### TEXT SECTION
-------------------------

Monday, April 16, 2007

Tiny Bubbles


NPR : Hawaiian Entertainer Don Ho Dies at 76

My family is from Hawaii, so I grew up listening to Don Ho, watching specials featuring him, and singing along with him. Aloha Don.

In short film news, we are closing our location agreement today. There was a lot of back and forth to get the rate down (and I still think we should scrap it and go low-tech), but we're finally about to close. We have insurance, I'm renting a fire truck that comes with four outfitted firemen, I have an ambulance and a cop car on standby, and a nice stretch limo with tinted windows. Hmmm.... Now I have to deal with catering, the electrician, set decorating, getting a fire marshall and lining up some dang PAs. I have a pickup truck which I can't drive because it's a manual transmission, so every time I need it I have to find someone who can drive for me. Seems like it would be simpler to just learn how to get out of first on a hill, right? Maybe next year.

Anyway, the shooting schedule is done, I'm updating the budget and I have to talk to the sound guy to make sure he has every thing he needs. The problem with short films is that if you offer folks some help, they ask for things that cost money. I better get some good payback for this one.

For my own short film, the one I'm planning to direct, I found a really great community-based theater with some incredibly well-trained actors to help me stage a reading next month. I randomly went to drinks with a friend from film school and mentioned the topic of my short and he offered to grandfather me into the group that he works with. I'm excited to be getting back into it.

My pilot is almost ready for public consumption. I received excellent notes from the indie director I worked with last summer. He finished shooting a TV pilot last month and was out here for another TV thing, so we talked on the phone about the script, I turned around the notes he gave me and he re-read the draft, gave me some adjustments and when I finish those I'm going out to managers and agents. I have a few people on the line from the last few months, so we'll see. I'm totally out of season on this and probably will end up not getting read until summer, but a few folks have said they will call in favors on my behalf. It's funny for me to be both producing and sending my spec out into the world. On the one hand, I'm telling middle-aged men to calm down and let me handle things, and on the other, I'm having crazy stress dreams about being asked to leave cruise ships because I booked my tickets too late....

-------------------------

### DIRECTIVES
1. Rewrite the blog post between "For my own short" and "back into it.", inclusive, replacing "theater" with "playhouse".
2. According to the blog post, why can't the writer drive the pickup truck?
The rows below are separate material.

### Raw records
-------------------------

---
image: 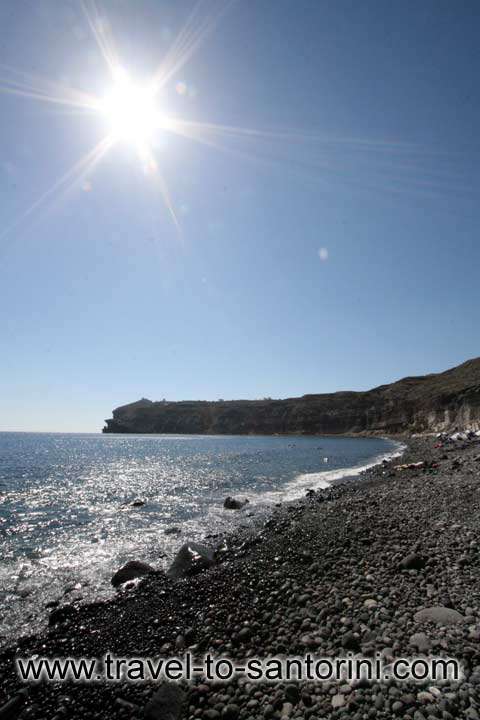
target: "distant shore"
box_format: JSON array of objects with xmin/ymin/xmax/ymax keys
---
[{"xmin": 0, "ymin": 437, "xmax": 480, "ymax": 720}]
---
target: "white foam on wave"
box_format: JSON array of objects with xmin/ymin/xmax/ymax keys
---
[{"xmin": 251, "ymin": 442, "xmax": 407, "ymax": 503}]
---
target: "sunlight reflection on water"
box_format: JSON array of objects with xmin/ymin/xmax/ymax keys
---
[{"xmin": 0, "ymin": 433, "xmax": 393, "ymax": 641}]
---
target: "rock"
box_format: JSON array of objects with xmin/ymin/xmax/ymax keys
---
[
  {"xmin": 144, "ymin": 683, "xmax": 185, "ymax": 720},
  {"xmin": 285, "ymin": 683, "xmax": 300, "ymax": 705},
  {"xmin": 332, "ymin": 693, "xmax": 345, "ymax": 708},
  {"xmin": 110, "ymin": 560, "xmax": 155, "ymax": 587},
  {"xmin": 342, "ymin": 632, "xmax": 360, "ymax": 652},
  {"xmin": 238, "ymin": 627, "xmax": 252, "ymax": 642},
  {"xmin": 167, "ymin": 542, "xmax": 215, "ymax": 580},
  {"xmin": 222, "ymin": 703, "xmax": 240, "ymax": 720},
  {"xmin": 0, "ymin": 689, "xmax": 27, "ymax": 720},
  {"xmin": 414, "ymin": 605, "xmax": 464, "ymax": 625},
  {"xmin": 409, "ymin": 633, "xmax": 432, "ymax": 653},
  {"xmin": 48, "ymin": 605, "xmax": 78, "ymax": 627},
  {"xmin": 223, "ymin": 495, "xmax": 248, "ymax": 510},
  {"xmin": 399, "ymin": 553, "xmax": 427, "ymax": 570}
]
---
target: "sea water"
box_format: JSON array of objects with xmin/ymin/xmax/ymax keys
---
[{"xmin": 0, "ymin": 433, "xmax": 400, "ymax": 644}]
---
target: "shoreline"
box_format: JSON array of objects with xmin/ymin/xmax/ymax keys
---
[
  {"xmin": 0, "ymin": 430, "xmax": 480, "ymax": 720},
  {"xmin": 0, "ymin": 433, "xmax": 398, "ymax": 652}
]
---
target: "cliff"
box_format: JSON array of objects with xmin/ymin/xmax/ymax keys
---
[{"xmin": 103, "ymin": 358, "xmax": 480, "ymax": 435}]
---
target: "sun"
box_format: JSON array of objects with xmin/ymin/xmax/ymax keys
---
[{"xmin": 99, "ymin": 70, "xmax": 163, "ymax": 145}]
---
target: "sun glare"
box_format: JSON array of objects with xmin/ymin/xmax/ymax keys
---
[{"xmin": 100, "ymin": 71, "xmax": 163, "ymax": 145}]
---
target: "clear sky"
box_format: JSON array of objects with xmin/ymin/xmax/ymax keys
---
[{"xmin": 0, "ymin": 0, "xmax": 480, "ymax": 431}]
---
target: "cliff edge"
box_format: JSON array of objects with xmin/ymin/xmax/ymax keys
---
[{"xmin": 103, "ymin": 358, "xmax": 480, "ymax": 435}]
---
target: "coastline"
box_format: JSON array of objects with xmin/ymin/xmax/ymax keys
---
[{"xmin": 0, "ymin": 430, "xmax": 480, "ymax": 720}]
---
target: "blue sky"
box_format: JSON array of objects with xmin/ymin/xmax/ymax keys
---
[{"xmin": 0, "ymin": 0, "xmax": 480, "ymax": 431}]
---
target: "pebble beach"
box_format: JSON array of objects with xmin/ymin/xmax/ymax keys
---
[{"xmin": 0, "ymin": 437, "xmax": 480, "ymax": 720}]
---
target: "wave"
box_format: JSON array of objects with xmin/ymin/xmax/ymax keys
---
[{"xmin": 255, "ymin": 441, "xmax": 407, "ymax": 503}]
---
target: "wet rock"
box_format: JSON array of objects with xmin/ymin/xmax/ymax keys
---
[
  {"xmin": 144, "ymin": 683, "xmax": 185, "ymax": 720},
  {"xmin": 167, "ymin": 542, "xmax": 215, "ymax": 580},
  {"xmin": 48, "ymin": 605, "xmax": 78, "ymax": 627},
  {"xmin": 414, "ymin": 605, "xmax": 465, "ymax": 625},
  {"xmin": 223, "ymin": 495, "xmax": 248, "ymax": 510},
  {"xmin": 110, "ymin": 560, "xmax": 155, "ymax": 587},
  {"xmin": 222, "ymin": 703, "xmax": 240, "ymax": 720},
  {"xmin": 0, "ymin": 689, "xmax": 28, "ymax": 720}
]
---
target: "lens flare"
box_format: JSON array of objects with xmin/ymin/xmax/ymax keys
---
[{"xmin": 99, "ymin": 70, "xmax": 162, "ymax": 145}]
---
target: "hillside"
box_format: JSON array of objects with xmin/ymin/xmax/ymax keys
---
[{"xmin": 103, "ymin": 358, "xmax": 480, "ymax": 434}]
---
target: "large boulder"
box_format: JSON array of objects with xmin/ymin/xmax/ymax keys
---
[
  {"xmin": 223, "ymin": 495, "xmax": 248, "ymax": 510},
  {"xmin": 167, "ymin": 542, "xmax": 215, "ymax": 580},
  {"xmin": 111, "ymin": 560, "xmax": 155, "ymax": 587},
  {"xmin": 144, "ymin": 683, "xmax": 185, "ymax": 720}
]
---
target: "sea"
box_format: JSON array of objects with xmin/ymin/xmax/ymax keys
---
[{"xmin": 0, "ymin": 432, "xmax": 402, "ymax": 645}]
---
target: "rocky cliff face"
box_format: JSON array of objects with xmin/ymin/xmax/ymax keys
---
[{"xmin": 103, "ymin": 358, "xmax": 480, "ymax": 434}]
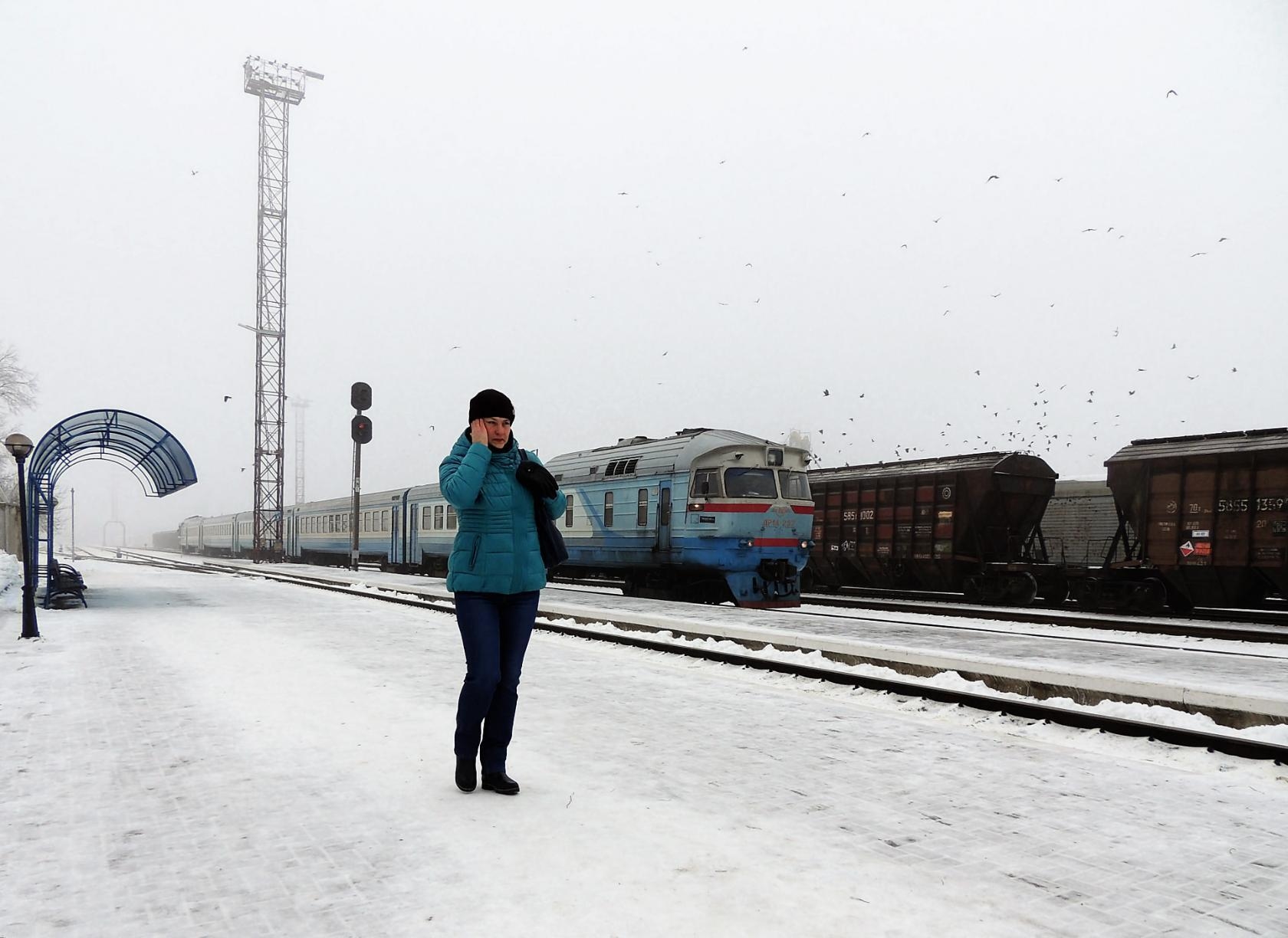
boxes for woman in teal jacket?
[438,387,568,795]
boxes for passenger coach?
[546,428,814,606]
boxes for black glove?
[518,459,559,498]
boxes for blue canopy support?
[27,411,197,607]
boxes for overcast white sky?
[0,0,1288,543]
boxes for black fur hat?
[470,387,514,423]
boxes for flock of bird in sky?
[198,84,1239,472]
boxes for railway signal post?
[349,381,371,570]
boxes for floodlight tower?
[244,55,322,561]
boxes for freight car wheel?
[1006,572,1038,606]
[1131,576,1167,615]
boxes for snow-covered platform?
[0,561,1288,938]
[156,561,1288,743]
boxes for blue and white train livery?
[179,428,814,606]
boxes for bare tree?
[0,345,36,415]
[0,343,36,502]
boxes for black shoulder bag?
[519,449,568,572]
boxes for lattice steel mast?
[244,55,322,561]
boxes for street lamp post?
[4,434,40,638]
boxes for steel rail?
[93,555,1288,764]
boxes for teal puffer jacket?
[438,432,568,593]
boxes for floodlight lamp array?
[242,55,324,104]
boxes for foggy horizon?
[0,2,1288,544]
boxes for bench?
[45,559,89,608]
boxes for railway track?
[801,587,1288,630]
[801,595,1288,644]
[85,551,1288,764]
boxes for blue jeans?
[455,589,541,772]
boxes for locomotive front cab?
[686,444,814,606]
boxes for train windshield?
[778,470,809,499]
[689,470,721,498]
[725,468,778,498]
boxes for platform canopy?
[28,411,197,498]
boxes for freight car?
[1042,479,1121,569]
[179,428,814,606]
[1070,427,1288,612]
[809,453,1065,605]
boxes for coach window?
[725,466,778,498]
[689,470,720,498]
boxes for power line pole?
[244,55,322,562]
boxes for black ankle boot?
[483,772,519,795]
[456,756,478,792]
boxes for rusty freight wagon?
[1042,479,1118,567]
[1092,427,1288,612]
[809,453,1065,605]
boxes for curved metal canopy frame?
[27,411,197,606]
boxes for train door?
[657,480,671,551]
[389,502,403,563]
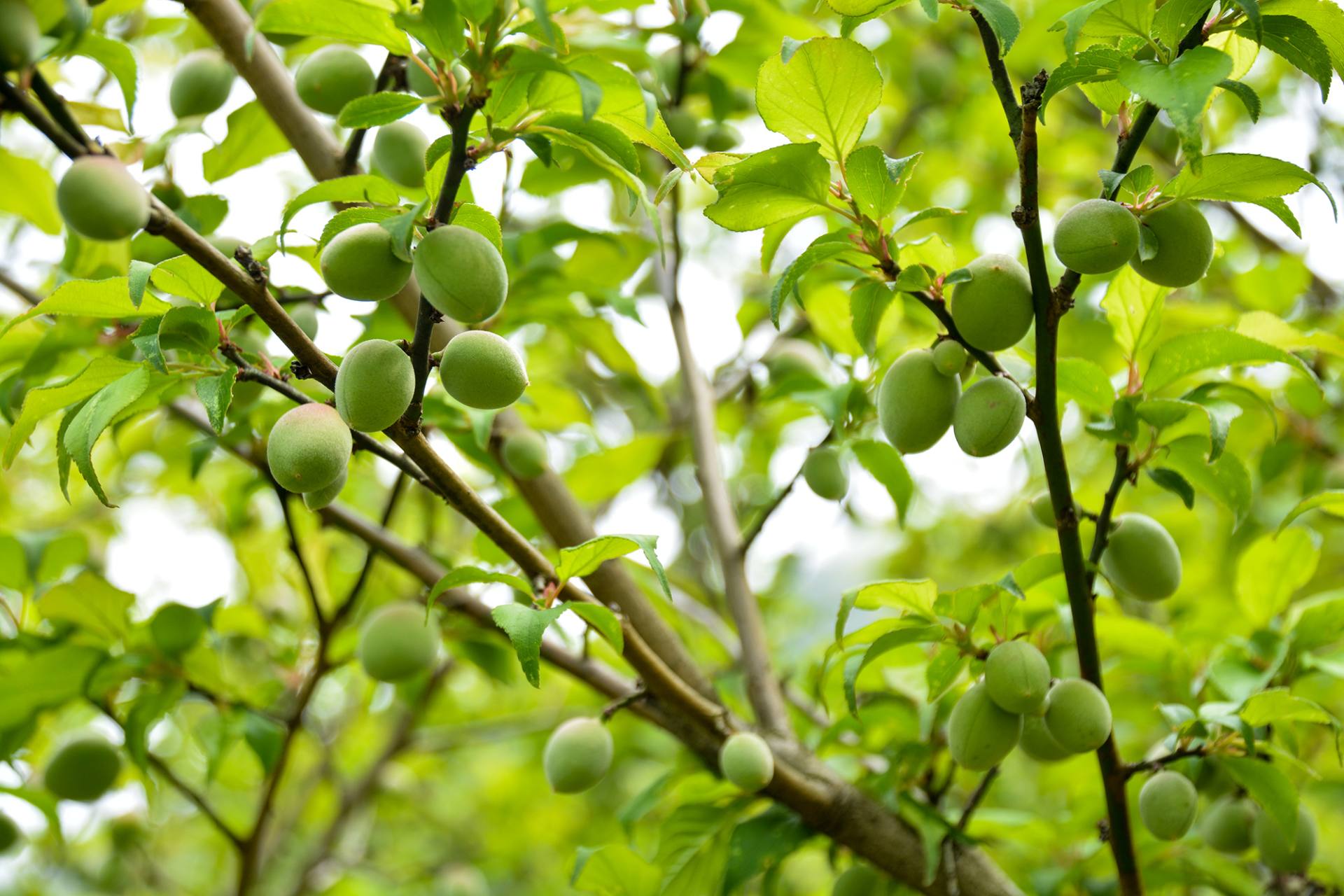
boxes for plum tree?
[321,222,412,302]
[719,731,774,794]
[1055,199,1138,274]
[333,339,415,433]
[438,329,527,411]
[542,719,613,794]
[294,44,378,115]
[266,403,354,494]
[1129,202,1214,288]
[951,254,1033,352]
[985,640,1050,713]
[951,376,1027,456]
[878,349,961,454]
[359,603,438,681]
[1138,770,1199,839]
[168,50,235,118]
[1046,678,1112,752]
[1100,513,1182,601]
[42,735,121,802]
[374,121,428,190]
[57,156,149,241]
[415,224,508,323]
[948,684,1021,771]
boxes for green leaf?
[755,38,882,160]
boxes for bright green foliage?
[57,156,149,241]
[294,46,378,115]
[266,403,354,494]
[335,339,415,433]
[542,719,613,794]
[878,349,961,454]
[415,224,508,323]
[985,640,1050,713]
[948,684,1021,771]
[951,376,1027,456]
[1138,770,1199,839]
[1129,202,1214,286]
[1100,513,1182,601]
[168,50,234,118]
[323,223,412,302]
[359,603,438,681]
[951,255,1032,352]
[438,330,527,411]
[42,736,121,802]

-------------------------

### FULL ANSWERS
1.
For my own short film, the one I'm planning to direct, I found a really great community-based playhouse with some incredibly well-trained actors to help me stage a reading next month. I randomly went to drinks with a friend from film school and mentioned the topic of my short and he offered to grandfather me into the group that he works with. I'm excited to be getting back into it.

2. It has a manual transmission.